**Work to do:** Rewrite the lines below as a JSON list of strings with one string per line, skipping blank lines and leaving out the pictures.

**Dataset records:**

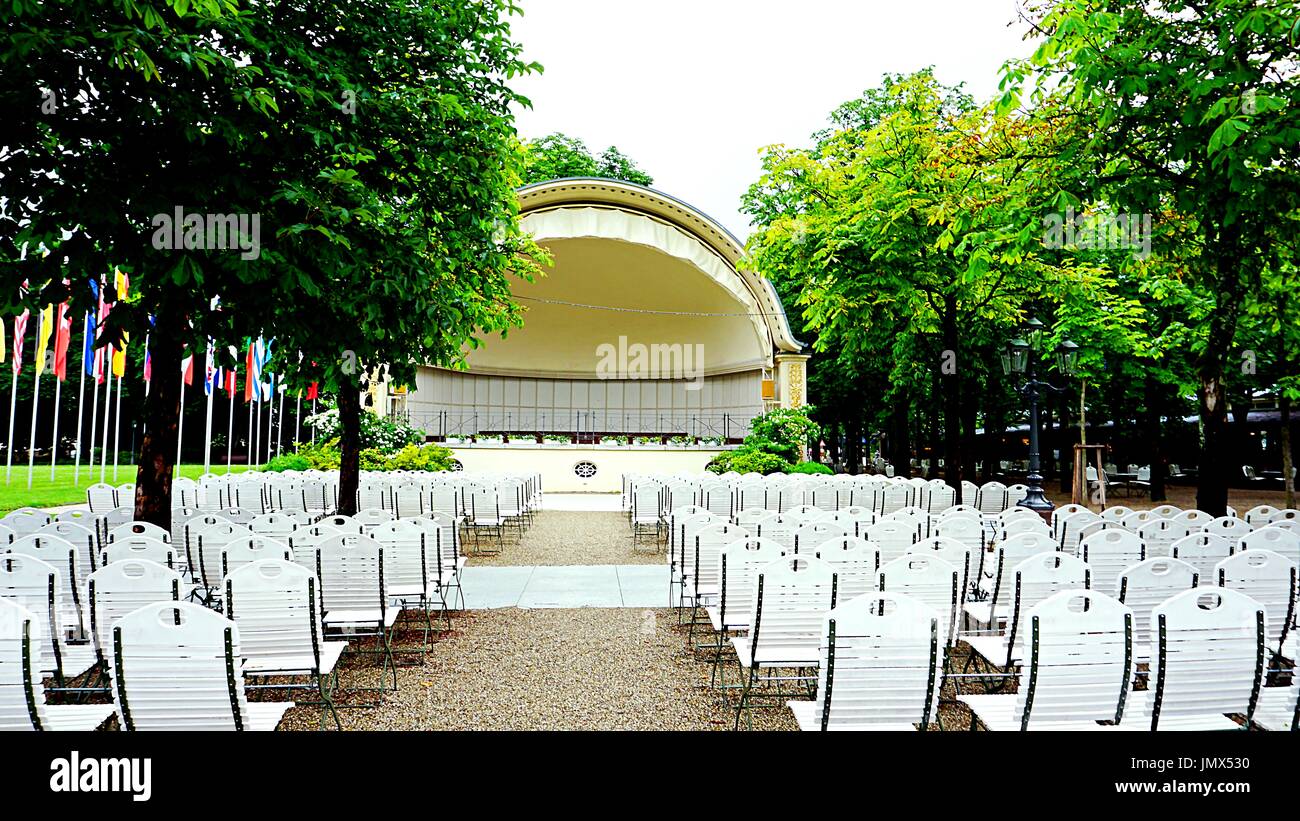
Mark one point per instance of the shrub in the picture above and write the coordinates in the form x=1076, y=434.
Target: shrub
x=287, y=461
x=388, y=435
x=748, y=460
x=811, y=468
x=421, y=457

**Correct answer:**
[
  "Mark one point per instance of the shrub in the picture above and write the coordinates in the form x=1076, y=434.",
  "Target: shrub",
  "x=287, y=461",
  "x=388, y=435",
  "x=748, y=460",
  "x=811, y=468",
  "x=421, y=457"
]